==== Information shown ====

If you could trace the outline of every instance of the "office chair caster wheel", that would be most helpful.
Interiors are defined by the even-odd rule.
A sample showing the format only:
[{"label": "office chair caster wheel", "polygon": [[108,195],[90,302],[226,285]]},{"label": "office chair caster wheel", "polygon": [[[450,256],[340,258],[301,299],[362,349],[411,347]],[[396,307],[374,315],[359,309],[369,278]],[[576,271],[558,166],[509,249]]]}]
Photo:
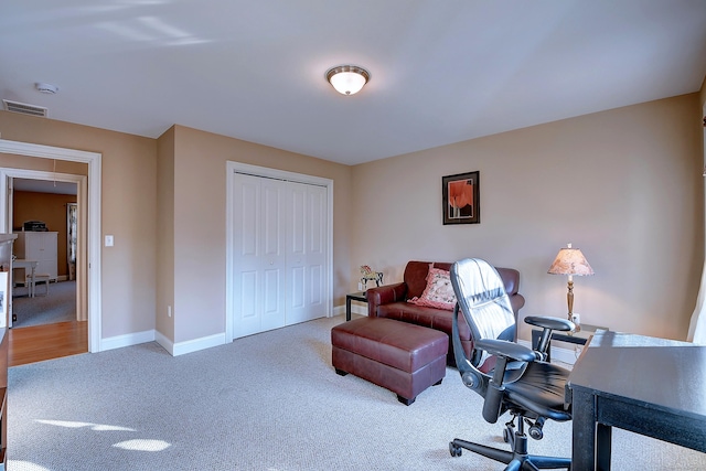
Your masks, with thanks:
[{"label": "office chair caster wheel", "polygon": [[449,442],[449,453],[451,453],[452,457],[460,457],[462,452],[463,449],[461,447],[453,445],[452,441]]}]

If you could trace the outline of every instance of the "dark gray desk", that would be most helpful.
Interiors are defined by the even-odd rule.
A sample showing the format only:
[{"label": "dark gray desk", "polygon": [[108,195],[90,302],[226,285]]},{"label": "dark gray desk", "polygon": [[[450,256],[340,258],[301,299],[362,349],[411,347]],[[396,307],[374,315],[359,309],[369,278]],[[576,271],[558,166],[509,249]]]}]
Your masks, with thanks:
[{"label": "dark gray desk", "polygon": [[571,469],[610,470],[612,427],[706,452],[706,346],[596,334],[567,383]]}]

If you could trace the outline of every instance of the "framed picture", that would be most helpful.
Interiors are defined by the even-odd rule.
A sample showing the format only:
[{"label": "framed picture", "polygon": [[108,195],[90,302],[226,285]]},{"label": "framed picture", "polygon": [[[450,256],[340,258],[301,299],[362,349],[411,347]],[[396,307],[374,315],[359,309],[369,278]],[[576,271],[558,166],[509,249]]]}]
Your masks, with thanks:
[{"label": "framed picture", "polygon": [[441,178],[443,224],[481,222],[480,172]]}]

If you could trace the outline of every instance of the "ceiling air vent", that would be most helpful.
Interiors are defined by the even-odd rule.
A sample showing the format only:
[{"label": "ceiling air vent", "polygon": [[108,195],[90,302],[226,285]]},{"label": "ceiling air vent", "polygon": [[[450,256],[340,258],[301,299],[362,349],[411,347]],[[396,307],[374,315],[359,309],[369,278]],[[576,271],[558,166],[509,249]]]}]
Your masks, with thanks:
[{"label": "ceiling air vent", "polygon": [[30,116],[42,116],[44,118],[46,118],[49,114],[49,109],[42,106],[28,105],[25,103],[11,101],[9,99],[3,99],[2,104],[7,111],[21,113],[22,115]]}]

====
==== Information shown ====

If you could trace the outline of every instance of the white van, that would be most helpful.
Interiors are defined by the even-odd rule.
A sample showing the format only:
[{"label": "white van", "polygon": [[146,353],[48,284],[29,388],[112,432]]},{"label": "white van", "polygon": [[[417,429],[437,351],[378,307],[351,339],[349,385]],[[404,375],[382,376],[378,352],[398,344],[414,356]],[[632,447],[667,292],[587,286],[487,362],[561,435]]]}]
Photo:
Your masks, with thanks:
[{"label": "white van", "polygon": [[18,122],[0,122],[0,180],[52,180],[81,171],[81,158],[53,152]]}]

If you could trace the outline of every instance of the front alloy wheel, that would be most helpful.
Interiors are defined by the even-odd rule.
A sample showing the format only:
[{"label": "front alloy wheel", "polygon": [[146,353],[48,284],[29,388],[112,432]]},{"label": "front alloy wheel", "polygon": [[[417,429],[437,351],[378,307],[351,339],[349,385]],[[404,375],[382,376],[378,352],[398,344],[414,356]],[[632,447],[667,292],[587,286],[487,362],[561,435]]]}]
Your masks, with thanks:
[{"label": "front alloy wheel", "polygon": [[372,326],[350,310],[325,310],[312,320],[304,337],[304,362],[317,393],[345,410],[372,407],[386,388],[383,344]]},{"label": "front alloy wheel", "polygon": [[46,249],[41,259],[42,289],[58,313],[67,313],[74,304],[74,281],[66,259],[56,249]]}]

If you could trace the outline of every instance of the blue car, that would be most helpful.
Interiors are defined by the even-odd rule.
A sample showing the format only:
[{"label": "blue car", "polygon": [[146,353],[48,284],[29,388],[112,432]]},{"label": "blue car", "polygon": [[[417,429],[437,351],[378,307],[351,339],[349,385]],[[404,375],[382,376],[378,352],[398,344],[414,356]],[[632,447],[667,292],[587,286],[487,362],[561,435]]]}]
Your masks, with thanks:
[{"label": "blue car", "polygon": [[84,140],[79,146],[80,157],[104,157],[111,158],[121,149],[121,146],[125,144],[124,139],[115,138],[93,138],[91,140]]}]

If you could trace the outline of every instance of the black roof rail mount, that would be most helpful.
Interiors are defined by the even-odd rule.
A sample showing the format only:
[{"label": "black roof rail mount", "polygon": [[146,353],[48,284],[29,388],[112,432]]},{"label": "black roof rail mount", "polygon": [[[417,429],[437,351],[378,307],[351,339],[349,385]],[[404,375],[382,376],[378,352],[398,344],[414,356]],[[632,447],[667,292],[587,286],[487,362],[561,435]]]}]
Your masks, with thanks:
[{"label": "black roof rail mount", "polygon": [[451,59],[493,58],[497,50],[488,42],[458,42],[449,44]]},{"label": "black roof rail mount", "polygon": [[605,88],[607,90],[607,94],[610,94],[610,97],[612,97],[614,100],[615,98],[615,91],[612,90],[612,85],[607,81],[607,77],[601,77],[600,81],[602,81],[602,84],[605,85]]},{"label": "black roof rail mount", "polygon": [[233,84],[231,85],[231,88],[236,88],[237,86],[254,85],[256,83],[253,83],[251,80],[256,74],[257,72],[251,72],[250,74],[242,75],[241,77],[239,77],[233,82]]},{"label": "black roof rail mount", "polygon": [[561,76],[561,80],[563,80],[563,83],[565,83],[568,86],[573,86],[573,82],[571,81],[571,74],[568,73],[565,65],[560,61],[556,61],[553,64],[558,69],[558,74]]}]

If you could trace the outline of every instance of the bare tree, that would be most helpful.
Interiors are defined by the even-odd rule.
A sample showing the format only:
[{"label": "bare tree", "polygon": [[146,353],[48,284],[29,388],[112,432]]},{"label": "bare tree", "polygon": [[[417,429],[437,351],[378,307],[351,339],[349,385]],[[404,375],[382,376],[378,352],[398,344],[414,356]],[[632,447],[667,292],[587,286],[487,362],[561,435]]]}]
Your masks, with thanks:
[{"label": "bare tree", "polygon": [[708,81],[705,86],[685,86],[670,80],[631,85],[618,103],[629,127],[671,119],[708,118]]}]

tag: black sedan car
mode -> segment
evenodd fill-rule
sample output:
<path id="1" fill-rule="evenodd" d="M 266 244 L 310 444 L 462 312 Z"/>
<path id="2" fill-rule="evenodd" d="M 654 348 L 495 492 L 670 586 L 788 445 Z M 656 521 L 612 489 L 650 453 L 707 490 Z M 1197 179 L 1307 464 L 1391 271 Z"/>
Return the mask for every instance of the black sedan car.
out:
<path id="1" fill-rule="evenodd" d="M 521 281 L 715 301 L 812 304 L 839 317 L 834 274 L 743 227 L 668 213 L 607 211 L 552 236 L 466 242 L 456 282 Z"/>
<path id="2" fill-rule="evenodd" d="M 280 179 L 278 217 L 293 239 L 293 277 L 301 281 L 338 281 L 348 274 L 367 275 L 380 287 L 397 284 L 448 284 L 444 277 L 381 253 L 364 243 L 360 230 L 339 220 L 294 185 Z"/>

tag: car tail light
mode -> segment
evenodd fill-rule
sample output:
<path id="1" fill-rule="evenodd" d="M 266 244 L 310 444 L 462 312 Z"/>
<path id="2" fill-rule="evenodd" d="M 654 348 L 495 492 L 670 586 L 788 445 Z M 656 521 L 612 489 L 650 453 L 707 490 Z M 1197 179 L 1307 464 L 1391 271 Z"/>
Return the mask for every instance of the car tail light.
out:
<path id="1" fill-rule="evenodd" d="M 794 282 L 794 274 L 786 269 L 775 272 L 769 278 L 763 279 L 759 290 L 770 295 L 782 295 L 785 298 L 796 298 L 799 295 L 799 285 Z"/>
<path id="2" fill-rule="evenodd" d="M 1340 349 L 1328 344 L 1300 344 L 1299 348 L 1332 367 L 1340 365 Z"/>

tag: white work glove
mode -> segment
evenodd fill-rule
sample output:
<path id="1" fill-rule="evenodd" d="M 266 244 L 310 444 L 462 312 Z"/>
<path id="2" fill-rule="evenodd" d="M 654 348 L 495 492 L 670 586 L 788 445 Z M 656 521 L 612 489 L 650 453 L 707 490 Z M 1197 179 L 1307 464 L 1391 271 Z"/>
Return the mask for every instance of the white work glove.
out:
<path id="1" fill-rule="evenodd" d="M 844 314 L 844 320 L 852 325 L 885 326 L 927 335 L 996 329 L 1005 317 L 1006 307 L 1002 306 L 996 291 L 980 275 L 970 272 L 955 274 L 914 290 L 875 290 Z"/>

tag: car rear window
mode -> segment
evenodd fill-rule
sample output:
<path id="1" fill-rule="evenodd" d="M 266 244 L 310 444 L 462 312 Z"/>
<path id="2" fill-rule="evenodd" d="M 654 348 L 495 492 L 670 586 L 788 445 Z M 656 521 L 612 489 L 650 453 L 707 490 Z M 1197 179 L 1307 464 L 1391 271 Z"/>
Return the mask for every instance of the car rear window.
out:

====
==== Information shown ====

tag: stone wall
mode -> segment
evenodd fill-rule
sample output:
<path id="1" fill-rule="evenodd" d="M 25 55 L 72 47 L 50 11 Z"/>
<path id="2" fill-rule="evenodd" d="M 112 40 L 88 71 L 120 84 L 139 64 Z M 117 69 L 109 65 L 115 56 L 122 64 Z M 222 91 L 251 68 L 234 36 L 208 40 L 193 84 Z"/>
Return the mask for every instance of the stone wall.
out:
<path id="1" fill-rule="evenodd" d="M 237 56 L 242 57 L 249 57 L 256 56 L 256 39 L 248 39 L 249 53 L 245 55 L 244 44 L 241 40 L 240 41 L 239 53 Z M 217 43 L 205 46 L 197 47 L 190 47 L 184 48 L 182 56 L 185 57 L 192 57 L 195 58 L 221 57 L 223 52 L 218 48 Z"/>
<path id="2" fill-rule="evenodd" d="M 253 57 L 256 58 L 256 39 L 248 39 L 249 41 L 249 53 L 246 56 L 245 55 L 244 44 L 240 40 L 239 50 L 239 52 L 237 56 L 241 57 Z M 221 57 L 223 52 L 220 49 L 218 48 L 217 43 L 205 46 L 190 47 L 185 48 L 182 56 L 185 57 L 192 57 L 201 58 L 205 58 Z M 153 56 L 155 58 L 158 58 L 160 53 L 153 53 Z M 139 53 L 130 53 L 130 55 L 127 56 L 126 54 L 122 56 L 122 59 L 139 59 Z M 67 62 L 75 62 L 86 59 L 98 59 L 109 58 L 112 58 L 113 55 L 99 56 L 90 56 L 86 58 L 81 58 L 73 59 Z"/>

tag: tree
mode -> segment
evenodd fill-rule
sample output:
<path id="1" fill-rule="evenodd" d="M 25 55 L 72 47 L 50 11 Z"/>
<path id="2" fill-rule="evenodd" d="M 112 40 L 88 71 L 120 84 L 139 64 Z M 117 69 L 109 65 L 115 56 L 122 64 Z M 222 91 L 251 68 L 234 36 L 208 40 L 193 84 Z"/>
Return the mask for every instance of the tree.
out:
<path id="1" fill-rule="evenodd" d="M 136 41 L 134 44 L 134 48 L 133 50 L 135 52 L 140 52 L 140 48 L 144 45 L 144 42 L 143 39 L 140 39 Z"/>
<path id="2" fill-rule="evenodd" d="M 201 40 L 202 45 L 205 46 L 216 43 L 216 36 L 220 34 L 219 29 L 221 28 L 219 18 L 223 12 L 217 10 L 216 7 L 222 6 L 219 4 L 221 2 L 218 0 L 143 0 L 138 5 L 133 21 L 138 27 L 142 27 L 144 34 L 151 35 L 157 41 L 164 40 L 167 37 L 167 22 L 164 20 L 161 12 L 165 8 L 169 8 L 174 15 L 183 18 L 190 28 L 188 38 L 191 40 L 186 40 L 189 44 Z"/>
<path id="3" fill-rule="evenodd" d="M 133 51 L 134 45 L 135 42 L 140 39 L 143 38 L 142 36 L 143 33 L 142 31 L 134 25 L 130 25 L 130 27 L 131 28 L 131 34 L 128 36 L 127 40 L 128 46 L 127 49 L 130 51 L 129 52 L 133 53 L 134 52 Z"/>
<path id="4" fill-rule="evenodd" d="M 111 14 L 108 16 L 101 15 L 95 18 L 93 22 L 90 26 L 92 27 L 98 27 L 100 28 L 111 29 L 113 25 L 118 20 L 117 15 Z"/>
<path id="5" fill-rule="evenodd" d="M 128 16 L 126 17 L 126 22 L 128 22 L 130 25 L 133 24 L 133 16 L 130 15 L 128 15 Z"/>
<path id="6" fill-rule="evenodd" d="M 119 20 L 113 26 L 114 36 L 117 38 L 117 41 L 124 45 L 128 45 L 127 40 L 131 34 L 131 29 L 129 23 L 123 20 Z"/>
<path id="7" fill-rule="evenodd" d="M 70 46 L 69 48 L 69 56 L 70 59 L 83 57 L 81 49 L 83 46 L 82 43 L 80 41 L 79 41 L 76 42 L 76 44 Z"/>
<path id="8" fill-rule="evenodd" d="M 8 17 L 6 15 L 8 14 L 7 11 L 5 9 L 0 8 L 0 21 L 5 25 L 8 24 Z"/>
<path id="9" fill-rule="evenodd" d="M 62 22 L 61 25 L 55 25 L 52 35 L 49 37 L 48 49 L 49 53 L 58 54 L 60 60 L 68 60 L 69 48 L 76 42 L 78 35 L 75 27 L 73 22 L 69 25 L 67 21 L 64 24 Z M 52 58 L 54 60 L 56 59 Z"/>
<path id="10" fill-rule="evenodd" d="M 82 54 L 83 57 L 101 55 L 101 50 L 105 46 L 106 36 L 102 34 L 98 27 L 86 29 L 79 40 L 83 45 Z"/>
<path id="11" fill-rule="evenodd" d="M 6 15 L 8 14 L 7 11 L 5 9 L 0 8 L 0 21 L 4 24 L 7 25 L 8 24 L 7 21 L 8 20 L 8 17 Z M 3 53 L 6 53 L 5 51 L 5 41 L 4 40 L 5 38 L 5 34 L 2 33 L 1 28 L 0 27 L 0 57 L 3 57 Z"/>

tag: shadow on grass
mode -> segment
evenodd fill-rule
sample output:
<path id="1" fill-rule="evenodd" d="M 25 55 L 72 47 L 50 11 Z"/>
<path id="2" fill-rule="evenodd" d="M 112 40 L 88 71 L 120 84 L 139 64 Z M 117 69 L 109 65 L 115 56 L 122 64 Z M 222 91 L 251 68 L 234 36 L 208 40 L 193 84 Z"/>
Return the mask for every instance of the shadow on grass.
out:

====

» **Work to complete**: Copy out again, unchanged, the lines of the records above from the line with "tag: black sedan car" up to and including the line with "521 281 L 715".

» **Answer**:
tag: black sedan car
mode -> segment
evenodd fill-rule
sample output:
<path id="1" fill-rule="evenodd" d="M 266 244 L 310 444 L 462 312 Z"/>
<path id="2" fill-rule="evenodd" d="M 654 348 L 495 492 L 670 586 L 788 445 Z M 656 521 L 612 489 L 650 453 L 707 490 Z M 1197 179 L 1307 464 L 1391 271 Z"/>
Return the mask for every instance of the black sedan car.
out:
<path id="1" fill-rule="evenodd" d="M 521 281 L 715 301 L 812 304 L 839 317 L 834 274 L 743 227 L 668 213 L 607 211 L 552 236 L 466 242 L 456 282 Z"/>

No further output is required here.